* Lesetext:
=====

Es gäbe Grund zum Feiern: Die ZDF-Ermittlerin Bela Block kommt zum 30. Mal auf den Bildschirm. Doch das Jubiläum der Krimi-Serie geht furchtbar schief: Selten hat man eine Geschichte sehen müssen, die so lau und klischeebeladen ist. Arme Hannelore Hoger!

Werner Bartens

Liebe Regisseure und Drehbuchautoren: Wenn ihr das Grauen in einer chronischen Beziehung darstellen wollt, müsst ihr das nicht immer in dieser Vorort-Brache mit den geklonten Häusern aus dem Katalog ansiedeln, in denen sich die Ehepaare anöden und der Baukredit nicht mehr für die Gartengestaltung gereicht hat.

Zerrüttete Paare gibt es auch in schicken Altbauetagen. Ein Hamburg-Krimi muss gastronomisch auch nicht zwangsläufig in einem Fisch-Imbiss spielen. Nein, auch nicht in einer Hafenkneipe oder auf dem Kiez. Und wenn ihr schon zwei verdiente Veteraninnen des deutschen Fernsehens wie Hannelore Hoger und Maren Kroymann zusammenspannt, müsst ihr sie nicht in post-menopausaler Melancholie von frühen, wilden Affären schwärmen lassen, auch wenn beide diese alberne Szene mit erstaunlicher Würde herunterspielen.

=====

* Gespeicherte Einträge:

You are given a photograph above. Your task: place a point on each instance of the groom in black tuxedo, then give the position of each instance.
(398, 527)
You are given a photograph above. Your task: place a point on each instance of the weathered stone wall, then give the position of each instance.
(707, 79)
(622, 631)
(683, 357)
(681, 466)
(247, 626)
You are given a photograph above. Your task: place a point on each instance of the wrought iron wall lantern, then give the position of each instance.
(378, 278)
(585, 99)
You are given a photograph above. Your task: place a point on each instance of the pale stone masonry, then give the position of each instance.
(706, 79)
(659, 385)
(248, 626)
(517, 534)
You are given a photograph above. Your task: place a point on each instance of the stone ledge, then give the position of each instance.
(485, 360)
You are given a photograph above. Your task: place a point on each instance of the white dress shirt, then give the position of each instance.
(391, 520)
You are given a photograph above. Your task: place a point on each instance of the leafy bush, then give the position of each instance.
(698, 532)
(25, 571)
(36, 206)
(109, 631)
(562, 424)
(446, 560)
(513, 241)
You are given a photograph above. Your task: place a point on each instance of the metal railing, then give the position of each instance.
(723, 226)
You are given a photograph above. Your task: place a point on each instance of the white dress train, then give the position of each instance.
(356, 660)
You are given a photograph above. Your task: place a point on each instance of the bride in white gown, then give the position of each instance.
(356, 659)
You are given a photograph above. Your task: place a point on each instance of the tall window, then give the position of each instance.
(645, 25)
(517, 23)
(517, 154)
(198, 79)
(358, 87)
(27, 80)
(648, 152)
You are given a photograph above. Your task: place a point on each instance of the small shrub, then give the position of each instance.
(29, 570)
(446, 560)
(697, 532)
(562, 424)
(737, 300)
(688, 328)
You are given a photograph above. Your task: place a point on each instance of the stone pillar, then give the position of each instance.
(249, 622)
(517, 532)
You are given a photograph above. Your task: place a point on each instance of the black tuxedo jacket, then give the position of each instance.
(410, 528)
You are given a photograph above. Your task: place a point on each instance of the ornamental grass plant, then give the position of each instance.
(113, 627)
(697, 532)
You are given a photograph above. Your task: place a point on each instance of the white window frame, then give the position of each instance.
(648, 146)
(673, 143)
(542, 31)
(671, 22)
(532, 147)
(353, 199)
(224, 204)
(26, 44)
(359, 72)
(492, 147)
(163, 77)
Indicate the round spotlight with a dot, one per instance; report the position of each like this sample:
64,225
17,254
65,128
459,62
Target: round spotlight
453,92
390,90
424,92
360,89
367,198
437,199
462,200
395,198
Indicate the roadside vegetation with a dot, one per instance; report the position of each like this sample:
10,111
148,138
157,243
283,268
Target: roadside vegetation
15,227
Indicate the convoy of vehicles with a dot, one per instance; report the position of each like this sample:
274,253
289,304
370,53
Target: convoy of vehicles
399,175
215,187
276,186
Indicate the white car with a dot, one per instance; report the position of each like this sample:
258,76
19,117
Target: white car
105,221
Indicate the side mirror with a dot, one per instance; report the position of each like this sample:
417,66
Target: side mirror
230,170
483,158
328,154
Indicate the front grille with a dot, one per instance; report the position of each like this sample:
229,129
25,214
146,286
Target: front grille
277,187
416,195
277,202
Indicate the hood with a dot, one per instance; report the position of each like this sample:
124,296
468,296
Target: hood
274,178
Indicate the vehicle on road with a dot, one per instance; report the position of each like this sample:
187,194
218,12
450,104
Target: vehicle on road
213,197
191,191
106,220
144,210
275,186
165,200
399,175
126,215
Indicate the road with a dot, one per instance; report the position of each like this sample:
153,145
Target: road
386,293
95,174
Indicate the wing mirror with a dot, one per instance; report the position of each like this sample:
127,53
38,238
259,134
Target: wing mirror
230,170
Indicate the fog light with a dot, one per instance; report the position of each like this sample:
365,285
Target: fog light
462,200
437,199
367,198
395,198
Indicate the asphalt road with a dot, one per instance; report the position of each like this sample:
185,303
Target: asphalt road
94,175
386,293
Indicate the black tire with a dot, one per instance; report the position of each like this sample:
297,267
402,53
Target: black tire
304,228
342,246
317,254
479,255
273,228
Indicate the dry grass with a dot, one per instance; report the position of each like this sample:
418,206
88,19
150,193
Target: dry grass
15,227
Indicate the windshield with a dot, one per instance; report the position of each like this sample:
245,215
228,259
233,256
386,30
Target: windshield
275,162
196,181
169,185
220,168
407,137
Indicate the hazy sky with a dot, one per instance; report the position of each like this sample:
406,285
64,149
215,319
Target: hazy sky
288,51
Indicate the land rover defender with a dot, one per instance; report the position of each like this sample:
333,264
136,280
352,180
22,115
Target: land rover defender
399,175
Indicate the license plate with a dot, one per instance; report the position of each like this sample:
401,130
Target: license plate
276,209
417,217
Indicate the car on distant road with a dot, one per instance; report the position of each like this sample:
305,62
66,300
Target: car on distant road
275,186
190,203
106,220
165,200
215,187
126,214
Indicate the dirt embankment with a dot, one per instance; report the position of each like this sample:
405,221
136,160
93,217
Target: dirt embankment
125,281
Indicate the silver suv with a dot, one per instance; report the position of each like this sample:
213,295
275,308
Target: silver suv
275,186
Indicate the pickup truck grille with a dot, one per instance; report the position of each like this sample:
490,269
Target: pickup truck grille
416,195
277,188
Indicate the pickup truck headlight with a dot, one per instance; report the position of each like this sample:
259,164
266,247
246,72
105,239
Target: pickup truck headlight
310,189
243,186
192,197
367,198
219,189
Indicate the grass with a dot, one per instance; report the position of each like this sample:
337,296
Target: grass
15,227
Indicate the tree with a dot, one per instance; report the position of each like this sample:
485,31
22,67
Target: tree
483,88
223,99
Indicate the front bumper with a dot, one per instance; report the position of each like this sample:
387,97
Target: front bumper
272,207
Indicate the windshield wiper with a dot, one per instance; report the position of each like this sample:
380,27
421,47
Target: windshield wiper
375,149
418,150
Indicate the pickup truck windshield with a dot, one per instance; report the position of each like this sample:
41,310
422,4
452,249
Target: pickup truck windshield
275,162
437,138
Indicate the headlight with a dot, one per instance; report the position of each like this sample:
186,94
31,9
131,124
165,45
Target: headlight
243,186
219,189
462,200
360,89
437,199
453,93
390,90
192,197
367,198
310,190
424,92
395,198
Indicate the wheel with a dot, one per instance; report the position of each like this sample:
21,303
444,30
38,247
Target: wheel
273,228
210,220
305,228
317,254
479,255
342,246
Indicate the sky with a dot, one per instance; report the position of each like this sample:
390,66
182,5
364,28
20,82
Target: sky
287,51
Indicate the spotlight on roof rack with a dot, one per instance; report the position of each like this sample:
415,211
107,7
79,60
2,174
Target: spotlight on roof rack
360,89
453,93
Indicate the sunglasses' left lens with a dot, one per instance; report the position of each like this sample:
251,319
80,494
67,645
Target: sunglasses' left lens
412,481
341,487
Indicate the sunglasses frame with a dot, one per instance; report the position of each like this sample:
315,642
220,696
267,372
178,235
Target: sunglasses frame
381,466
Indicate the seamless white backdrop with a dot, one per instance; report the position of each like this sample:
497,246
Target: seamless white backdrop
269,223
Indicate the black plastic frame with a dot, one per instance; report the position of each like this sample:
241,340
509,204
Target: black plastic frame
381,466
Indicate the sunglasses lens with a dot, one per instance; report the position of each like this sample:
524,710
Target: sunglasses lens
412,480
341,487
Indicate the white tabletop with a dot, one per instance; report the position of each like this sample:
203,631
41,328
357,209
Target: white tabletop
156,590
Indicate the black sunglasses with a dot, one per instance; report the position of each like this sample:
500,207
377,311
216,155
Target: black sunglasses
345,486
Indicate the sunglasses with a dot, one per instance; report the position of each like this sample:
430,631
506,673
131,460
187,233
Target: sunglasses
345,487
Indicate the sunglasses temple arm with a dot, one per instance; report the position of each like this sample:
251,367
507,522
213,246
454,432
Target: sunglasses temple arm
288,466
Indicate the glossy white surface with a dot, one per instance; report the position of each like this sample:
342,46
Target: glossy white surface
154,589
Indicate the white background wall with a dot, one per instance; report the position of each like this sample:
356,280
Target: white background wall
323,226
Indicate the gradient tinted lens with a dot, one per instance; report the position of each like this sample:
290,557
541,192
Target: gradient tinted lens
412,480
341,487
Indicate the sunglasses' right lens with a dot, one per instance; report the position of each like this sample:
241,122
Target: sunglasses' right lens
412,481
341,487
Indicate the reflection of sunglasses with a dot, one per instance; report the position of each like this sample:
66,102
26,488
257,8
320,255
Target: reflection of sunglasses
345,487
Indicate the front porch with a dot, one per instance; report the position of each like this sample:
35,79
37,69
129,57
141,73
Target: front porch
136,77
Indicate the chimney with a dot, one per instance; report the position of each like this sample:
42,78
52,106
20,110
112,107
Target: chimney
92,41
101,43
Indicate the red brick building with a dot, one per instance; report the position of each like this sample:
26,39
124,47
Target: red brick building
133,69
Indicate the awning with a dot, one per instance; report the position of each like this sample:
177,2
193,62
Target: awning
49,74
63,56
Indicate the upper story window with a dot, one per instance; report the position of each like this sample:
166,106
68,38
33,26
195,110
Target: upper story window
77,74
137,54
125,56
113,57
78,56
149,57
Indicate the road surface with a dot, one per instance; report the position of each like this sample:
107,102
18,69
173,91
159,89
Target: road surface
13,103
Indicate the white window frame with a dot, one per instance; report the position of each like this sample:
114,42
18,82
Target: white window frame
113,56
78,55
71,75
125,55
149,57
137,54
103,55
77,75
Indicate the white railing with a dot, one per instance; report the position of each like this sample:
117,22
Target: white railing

=====

* Aufgabe 1: Überarbeite den Abschnitt des Lesetexts von "Werner Bartens" bis einschließlich "die Gartengestaltung gereicht hat.", indem du "Vorort-Brache" durch "Neubausiedlung" ersetzt, und gib ihn dann wieder.
* Aufgabe 2: Zum wievielten Mal kommt die Ermittlerin Bela Block laut Lesetext auf den Bildschirm?

* Deine Lösung 1:
Werner Bartens

Liebe Regisseure und Drehbuchautoren: Wenn ihr das Grauen in einer chronischen Beziehung darstellen wollt, müsst ihr das nicht immer in dieser Neubausiedlung mit den geklonten Häusern aus dem Katalog ansiedeln, in denen sich die Ehepaare anöden und der Baukredit nicht mehr für die Gartengestaltung gereicht hat.

* Deine Lösung 2: Zum 30. Mal.